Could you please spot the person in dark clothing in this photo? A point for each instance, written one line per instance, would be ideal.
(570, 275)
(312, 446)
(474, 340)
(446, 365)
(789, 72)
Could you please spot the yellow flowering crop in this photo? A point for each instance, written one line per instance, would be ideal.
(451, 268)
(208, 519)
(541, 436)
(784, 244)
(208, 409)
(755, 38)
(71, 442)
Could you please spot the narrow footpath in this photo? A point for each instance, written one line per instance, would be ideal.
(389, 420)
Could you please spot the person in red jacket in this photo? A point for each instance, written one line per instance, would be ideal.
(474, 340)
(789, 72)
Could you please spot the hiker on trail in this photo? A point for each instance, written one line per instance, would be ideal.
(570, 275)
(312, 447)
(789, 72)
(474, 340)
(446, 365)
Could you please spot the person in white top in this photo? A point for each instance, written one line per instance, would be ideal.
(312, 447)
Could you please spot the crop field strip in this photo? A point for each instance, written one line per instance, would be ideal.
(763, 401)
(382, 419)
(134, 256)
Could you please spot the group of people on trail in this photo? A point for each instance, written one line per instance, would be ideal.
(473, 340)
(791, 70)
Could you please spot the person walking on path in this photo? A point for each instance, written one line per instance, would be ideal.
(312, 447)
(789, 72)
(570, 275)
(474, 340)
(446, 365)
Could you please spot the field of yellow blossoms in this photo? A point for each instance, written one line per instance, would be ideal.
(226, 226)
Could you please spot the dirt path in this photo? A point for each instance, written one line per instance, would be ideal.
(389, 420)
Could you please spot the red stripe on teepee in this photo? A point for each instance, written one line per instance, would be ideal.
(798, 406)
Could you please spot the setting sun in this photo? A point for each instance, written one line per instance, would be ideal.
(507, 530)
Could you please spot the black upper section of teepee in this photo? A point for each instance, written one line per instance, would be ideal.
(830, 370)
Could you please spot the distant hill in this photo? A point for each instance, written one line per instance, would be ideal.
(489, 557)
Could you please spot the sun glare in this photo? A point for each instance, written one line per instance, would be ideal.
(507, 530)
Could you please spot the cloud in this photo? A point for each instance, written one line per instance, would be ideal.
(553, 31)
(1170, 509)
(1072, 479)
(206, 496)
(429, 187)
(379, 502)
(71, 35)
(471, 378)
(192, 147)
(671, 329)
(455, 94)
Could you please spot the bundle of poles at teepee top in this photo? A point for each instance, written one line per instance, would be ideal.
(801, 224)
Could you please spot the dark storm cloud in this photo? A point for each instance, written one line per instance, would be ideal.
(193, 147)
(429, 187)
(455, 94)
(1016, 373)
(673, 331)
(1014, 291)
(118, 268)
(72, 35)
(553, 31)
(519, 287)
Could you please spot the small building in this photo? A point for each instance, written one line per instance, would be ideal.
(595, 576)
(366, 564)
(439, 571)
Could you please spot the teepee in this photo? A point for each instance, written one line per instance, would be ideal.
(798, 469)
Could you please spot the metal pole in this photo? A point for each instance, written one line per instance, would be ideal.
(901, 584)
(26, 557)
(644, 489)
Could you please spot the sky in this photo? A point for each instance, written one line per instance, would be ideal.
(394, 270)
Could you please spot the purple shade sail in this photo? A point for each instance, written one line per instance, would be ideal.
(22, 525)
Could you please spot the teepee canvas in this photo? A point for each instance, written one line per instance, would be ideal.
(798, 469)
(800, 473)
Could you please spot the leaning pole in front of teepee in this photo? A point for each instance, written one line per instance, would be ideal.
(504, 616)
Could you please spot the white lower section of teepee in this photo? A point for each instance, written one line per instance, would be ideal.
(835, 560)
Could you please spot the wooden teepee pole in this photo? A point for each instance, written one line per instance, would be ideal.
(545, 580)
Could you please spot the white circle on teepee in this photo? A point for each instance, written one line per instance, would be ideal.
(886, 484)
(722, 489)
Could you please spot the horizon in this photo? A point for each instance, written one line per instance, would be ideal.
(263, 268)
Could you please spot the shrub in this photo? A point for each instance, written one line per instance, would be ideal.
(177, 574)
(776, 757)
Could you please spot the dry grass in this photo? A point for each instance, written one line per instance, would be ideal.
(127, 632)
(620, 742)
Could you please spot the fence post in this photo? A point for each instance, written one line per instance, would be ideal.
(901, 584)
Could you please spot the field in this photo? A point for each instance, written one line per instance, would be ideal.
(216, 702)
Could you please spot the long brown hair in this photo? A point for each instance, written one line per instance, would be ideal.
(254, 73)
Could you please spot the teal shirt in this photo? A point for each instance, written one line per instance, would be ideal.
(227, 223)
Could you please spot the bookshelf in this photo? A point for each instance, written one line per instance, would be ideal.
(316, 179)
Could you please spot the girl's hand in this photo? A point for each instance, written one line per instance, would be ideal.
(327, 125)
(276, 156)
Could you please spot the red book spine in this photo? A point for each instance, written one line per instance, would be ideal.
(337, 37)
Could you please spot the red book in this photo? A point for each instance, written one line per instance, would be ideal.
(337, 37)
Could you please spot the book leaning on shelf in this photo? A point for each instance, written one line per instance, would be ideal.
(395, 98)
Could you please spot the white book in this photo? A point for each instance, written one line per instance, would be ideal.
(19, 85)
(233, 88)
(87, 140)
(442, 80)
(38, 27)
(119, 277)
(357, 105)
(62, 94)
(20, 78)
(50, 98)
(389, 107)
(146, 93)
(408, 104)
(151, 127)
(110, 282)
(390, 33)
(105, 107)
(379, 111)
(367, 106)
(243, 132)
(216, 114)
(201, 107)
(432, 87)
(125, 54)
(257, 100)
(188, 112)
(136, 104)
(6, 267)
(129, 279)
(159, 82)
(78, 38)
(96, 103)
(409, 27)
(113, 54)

-=-=-=-=-

● **PROBLEM DETAILS**: Take the entries above and transcribe them in full.

● **EXERCISE SOLUTION**:
Could you please spot the person in dark clothing in this photo? A point for each instance, written one line per instance, would be ideal.
(570, 275)
(312, 446)
(474, 340)
(446, 365)
(789, 72)
Could you please spot the yellow flowering crop in this photo? A point for each instance, written one line per instance, would be ideal.
(451, 268)
(208, 519)
(541, 436)
(784, 244)
(208, 409)
(755, 38)
(71, 442)
Could you please spot the narrow footpath in this photo? A point for each instance, written one line per instance, would be ideal.
(389, 420)
Could you please spot the person in red jacket in this photo? A point for each instance, written one line per instance, would be ideal.
(474, 340)
(789, 72)
Could you please spot the hiker on trail in this photo? A point for each instance, written one line per instance, would be ideal.
(570, 275)
(312, 447)
(789, 72)
(474, 340)
(446, 365)
Could you please spot the person in white top in this photo? A point for each instance, written one line per instance, would be ideal.
(312, 447)
Could you please spot the crop field strip in this photo? A point for each instance, written one line per instance, would be ideal.
(763, 401)
(382, 419)
(134, 256)
Could you please spot the group of people on trail in this photo? A point for each instance, written one line per instance, would be ideal.
(473, 340)
(791, 70)
Could you please spot the person walking on path in this photo? A point for each instance, written one line per instance, would be ideal.
(312, 447)
(789, 72)
(570, 275)
(474, 340)
(446, 365)
Could you please spot the field of yellow blossoms in this photo? A point for each instance, written one line per instance, would be ideal.
(226, 226)
Could you please spot the dirt path in this photo? A point for each instance, written one line per instance, would be ideal.
(389, 420)
Could you please spot the red stripe on teepee in this photo? A point for each instance, written one line per instance, would be ideal.
(798, 406)
Could you please spot the setting sun in this photo? A point for each instance, written one line per instance, would be ideal.
(507, 530)
Could you please spot the black upper section of teepee in this photo? A point for each instance, written one line per instance, would be ideal.
(830, 370)
Could you please spot the distant hill in this photo? A point for each instance, written one line per instance, would be ideal.
(489, 557)
Could you please spot the sun glare in this photo? A point for each instance, written one line per instance, would be ideal.
(507, 530)
Could you please spot the cloud in this photo? A point for each instance, written one line per instance, would be ideal.
(553, 31)
(1170, 509)
(1072, 479)
(206, 496)
(429, 187)
(379, 502)
(71, 35)
(471, 378)
(192, 147)
(671, 329)
(455, 94)
Could you please spot the bundle of poles at teepee top in this photo? A point for each instance, written one line per instance, would be ideal.
(801, 224)
Could you please spot the dark storm cloud in this photo? A point for each instance, written one line per instance, would be ideal.
(193, 147)
(429, 187)
(455, 94)
(1016, 373)
(673, 331)
(1014, 291)
(118, 268)
(72, 35)
(553, 31)
(519, 287)
Could you please spot the small building in this photo? A point for each instance, written one line per instance, would be ideal.
(595, 576)
(366, 564)
(439, 571)
Could you please spot the teepee in this photo? A point for each instance, written one line per instance, would be ideal.
(798, 469)
Could you please spot the metal pole in this photo? A point for each instance, written one line per instance, would be ideal.
(901, 584)
(26, 557)
(644, 489)
Could you please spot the sky in this photo? A point for each instance, written one line per instance, would be ideal.
(394, 270)
Could you please spot the purple shade sail in this photo? A point for each instance, written one line per instance, would be ideal.
(22, 525)
Could you please spot the teepee canvas in this photo? A point for each instance, written one line per instance, would be ideal.
(798, 469)
(800, 473)
Could you please spot the leaning pole in front of teepee in this photo? A point for each instance, written one line per instance, would be ideal.
(504, 616)
Could you please spot the white lower section of teepee in this photo? A point for each instance, written one line per instance, would be ideal.
(835, 560)
Could you please spot the wooden teepee pole in this photo? A point for each instance, written one line per instance, would be ideal.
(545, 580)
Could you please spot the white circle on teepee in this photo? A point for each instance, written one line per instance, would be ideal.
(886, 484)
(722, 489)
Could you please spot the horizon in this photo? A point for each instance, written one line per instance, would be ideal.
(263, 268)
Could you please spot the shrub in this photo? A point for each instance, written one line per instance, would be ideal.
(177, 574)
(776, 757)
Could you please spot the dry grass in this photo? A point for each instance, written one line per instance, would be ideal.
(127, 632)
(620, 742)
Could you please spot the fence post in this photo? A point for each instance, written one line per instance, would be ideal.
(901, 584)
Could you please spot the field in this photo? A point for each instance, written one line per instance, would be ideal.
(216, 702)
Could you please spot the long brown hair in this photo? A point for each instance, written one line per instance, would be ideal.
(254, 73)
Could you please spot the teal shirt in this photo? A point for each instance, written one line per instance, would be ideal.
(227, 223)
Could you please spot the bookshelf in this photo? A point for each instance, written one line per instance, would be ideal.
(316, 179)
Could you please spot the girl's hand in this photo? A point for each instance, written one line per instance, would be ideal.
(327, 125)
(276, 156)
Could you please spot the red book spine in this photo? A point for each instance, written one line per instance, would be ideal.
(337, 37)
Could you please spot the red book in this photo? A point for each instance, written one line per instance, would be ideal.
(337, 37)
Could you please spot the book leaning on shelf in this photo? A point for each instance, written one line per instance, would be ideal.
(395, 98)
Could you please spot the white book in this photo? A point for each instance, written one line per instance, would be ideal.
(19, 85)
(233, 88)
(87, 140)
(442, 80)
(38, 27)
(119, 277)
(357, 105)
(62, 94)
(20, 78)
(50, 98)
(389, 107)
(146, 93)
(408, 104)
(151, 127)
(110, 282)
(390, 33)
(105, 107)
(379, 111)
(367, 106)
(243, 132)
(216, 114)
(201, 107)
(432, 87)
(125, 54)
(257, 100)
(188, 112)
(136, 104)
(6, 267)
(129, 279)
(159, 82)
(78, 38)
(96, 103)
(409, 27)
(113, 54)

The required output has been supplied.